__Exercise requirements__:
Work out the count of lines in the entries below that include "window", and write only that count.

__Input__:
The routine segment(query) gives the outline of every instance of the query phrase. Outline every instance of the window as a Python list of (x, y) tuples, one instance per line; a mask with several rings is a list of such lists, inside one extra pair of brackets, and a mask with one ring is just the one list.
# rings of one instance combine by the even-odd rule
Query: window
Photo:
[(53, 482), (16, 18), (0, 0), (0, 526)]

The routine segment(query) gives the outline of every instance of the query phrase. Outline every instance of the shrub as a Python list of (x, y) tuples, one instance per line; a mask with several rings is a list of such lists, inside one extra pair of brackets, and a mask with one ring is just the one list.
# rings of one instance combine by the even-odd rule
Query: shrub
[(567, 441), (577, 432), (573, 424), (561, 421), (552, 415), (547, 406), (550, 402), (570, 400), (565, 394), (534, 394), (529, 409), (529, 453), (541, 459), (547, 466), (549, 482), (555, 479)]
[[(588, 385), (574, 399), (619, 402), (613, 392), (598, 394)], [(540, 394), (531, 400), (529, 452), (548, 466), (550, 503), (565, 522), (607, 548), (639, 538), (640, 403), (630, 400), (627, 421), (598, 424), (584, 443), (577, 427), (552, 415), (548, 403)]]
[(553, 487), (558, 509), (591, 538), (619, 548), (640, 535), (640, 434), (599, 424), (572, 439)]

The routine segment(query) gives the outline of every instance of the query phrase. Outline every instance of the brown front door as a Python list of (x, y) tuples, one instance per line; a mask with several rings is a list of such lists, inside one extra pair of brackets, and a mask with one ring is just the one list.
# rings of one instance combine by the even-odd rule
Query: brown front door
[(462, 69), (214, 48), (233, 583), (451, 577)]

__Result for this task__:
2